### ASSIGNMENT
Every line of the records that contains the string "below" counts once; give the total and nothing else.

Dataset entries

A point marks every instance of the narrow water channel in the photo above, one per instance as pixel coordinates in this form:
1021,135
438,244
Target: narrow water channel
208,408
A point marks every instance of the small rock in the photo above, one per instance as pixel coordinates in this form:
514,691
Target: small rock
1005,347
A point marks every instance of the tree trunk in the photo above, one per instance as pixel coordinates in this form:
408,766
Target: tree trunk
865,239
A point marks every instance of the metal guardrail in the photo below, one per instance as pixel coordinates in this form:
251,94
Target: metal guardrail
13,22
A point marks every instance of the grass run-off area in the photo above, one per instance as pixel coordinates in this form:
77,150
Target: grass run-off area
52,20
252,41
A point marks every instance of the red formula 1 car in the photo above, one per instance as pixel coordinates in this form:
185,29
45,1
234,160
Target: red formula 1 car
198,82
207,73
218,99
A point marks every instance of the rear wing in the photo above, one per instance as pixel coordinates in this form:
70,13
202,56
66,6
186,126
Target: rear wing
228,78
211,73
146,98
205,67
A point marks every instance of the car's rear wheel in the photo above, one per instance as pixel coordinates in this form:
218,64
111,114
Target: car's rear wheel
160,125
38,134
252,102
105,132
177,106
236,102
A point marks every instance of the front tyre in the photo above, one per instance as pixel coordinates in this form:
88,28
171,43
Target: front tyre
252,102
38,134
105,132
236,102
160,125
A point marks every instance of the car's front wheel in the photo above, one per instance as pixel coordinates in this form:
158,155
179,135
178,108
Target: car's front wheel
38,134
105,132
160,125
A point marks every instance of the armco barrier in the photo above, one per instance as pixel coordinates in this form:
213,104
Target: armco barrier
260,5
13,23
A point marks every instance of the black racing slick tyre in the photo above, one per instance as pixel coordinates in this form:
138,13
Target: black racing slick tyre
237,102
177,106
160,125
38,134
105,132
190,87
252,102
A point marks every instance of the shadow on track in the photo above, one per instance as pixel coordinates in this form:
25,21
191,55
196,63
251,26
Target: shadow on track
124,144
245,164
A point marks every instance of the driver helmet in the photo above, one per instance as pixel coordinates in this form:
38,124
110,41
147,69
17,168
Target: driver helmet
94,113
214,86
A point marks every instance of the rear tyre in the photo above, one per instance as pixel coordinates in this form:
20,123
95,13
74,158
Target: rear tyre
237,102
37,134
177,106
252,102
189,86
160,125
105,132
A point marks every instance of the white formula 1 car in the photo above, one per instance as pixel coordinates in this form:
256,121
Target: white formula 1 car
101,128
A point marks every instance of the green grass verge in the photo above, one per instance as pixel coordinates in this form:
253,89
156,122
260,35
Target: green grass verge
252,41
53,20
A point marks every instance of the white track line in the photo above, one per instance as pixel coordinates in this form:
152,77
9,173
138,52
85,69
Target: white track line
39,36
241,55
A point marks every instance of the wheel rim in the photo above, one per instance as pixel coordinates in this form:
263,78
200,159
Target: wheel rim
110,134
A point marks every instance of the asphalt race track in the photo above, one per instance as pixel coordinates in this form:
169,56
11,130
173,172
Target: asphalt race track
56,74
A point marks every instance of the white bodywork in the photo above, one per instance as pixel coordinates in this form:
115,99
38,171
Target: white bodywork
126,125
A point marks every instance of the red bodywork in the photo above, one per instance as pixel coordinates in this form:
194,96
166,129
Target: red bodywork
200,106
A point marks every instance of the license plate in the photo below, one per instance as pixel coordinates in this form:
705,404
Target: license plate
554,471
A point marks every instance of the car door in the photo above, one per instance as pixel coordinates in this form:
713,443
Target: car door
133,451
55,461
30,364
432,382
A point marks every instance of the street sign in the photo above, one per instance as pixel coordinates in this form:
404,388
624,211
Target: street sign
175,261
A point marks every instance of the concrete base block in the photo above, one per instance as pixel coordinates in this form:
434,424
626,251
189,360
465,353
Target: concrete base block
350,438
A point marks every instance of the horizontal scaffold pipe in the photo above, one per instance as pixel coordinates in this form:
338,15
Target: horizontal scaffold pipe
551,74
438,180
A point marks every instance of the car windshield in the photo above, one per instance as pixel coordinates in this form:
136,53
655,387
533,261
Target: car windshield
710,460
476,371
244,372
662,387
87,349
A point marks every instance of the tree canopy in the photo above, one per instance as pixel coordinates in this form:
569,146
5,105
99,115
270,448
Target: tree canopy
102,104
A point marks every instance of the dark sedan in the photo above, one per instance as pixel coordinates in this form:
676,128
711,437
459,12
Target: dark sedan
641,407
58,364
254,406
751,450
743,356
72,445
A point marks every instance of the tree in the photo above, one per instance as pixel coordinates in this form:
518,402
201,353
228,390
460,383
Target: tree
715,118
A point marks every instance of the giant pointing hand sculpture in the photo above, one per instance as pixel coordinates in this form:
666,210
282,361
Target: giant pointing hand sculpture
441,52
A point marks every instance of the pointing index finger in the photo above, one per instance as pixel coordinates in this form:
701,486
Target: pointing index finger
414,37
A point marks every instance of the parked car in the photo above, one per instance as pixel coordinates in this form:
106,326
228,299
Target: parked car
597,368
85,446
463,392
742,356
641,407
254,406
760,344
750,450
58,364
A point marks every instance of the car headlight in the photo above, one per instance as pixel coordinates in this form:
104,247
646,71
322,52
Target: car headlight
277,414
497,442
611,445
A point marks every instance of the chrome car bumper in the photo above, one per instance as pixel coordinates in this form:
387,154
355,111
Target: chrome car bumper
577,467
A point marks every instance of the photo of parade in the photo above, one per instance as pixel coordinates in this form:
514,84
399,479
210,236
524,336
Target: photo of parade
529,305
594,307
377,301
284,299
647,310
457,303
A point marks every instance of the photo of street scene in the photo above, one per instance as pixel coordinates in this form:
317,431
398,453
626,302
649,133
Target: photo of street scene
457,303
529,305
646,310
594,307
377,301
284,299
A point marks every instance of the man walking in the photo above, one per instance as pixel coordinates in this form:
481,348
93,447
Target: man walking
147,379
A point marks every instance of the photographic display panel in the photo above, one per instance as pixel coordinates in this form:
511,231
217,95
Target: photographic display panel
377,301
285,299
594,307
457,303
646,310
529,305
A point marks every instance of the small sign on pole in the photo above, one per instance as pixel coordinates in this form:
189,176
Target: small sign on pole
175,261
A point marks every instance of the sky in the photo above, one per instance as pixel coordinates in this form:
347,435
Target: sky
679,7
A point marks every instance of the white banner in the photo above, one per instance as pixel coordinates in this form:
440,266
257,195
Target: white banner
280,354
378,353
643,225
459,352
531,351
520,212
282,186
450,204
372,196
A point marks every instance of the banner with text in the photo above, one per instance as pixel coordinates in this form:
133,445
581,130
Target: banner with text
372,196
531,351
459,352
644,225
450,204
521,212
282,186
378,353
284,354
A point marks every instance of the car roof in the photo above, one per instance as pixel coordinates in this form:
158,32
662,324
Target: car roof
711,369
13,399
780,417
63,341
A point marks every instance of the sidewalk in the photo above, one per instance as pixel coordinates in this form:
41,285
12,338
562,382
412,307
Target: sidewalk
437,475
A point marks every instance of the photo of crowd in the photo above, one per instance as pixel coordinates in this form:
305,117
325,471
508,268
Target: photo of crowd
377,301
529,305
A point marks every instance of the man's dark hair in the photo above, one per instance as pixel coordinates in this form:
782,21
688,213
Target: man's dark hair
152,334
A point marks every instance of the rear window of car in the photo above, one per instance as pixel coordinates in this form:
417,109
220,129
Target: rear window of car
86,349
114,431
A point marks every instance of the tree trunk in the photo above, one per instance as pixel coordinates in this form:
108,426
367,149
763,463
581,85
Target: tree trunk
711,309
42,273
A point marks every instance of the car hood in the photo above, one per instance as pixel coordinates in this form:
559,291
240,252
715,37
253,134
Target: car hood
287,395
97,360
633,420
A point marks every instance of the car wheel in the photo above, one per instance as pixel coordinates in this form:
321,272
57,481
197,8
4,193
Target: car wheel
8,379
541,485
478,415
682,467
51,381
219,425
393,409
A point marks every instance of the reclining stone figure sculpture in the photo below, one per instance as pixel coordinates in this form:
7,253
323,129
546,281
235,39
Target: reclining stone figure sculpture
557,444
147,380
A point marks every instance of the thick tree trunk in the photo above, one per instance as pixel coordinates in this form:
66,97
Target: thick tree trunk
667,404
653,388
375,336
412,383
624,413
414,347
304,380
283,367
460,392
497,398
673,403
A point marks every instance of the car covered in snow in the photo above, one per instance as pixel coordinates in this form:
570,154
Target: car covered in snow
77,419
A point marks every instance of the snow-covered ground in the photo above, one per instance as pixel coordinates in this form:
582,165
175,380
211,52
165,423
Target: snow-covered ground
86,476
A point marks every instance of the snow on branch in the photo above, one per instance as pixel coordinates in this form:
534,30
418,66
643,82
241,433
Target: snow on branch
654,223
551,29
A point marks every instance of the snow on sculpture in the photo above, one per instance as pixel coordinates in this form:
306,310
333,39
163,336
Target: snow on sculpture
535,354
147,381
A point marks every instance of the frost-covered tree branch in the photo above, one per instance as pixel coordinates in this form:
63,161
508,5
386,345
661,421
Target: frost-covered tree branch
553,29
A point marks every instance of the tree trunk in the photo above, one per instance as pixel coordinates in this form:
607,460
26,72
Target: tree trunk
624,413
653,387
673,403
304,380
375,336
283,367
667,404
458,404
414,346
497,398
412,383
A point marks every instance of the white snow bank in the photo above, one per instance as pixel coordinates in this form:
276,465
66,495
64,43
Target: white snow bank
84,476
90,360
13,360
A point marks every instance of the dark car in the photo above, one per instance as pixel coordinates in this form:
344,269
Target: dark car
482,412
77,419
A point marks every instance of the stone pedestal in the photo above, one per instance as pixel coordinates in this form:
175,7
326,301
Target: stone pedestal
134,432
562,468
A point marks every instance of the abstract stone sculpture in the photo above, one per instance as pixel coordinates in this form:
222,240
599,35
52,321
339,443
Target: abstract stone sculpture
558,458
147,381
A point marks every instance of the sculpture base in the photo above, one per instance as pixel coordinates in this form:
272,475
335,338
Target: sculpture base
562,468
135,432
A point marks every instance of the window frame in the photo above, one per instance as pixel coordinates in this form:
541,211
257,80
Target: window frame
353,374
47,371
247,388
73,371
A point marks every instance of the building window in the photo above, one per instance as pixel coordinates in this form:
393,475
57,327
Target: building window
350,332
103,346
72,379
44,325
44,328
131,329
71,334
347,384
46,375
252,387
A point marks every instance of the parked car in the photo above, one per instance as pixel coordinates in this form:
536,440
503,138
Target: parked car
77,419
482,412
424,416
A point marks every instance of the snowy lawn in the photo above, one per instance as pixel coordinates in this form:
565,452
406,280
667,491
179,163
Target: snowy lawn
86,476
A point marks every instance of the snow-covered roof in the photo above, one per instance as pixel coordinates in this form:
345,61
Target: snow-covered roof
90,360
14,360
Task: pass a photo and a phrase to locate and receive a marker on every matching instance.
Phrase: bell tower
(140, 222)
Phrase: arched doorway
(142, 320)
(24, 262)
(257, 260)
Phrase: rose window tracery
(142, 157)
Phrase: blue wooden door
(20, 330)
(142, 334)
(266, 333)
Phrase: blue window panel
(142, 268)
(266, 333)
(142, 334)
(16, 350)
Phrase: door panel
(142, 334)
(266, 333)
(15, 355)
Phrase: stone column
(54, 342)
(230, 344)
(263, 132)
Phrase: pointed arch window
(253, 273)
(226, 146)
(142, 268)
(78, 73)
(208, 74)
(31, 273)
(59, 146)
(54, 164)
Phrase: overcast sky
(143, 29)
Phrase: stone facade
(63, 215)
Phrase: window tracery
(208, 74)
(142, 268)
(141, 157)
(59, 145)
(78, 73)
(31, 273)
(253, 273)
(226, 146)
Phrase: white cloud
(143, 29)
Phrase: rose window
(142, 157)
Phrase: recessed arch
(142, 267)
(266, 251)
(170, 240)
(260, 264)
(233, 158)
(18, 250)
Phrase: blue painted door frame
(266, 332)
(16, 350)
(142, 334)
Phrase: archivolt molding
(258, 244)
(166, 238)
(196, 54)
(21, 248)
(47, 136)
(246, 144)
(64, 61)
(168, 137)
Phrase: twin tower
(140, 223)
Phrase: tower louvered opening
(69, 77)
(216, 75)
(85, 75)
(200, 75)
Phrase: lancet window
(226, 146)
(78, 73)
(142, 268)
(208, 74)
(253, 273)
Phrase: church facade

### COMPLETED EXERCISE
3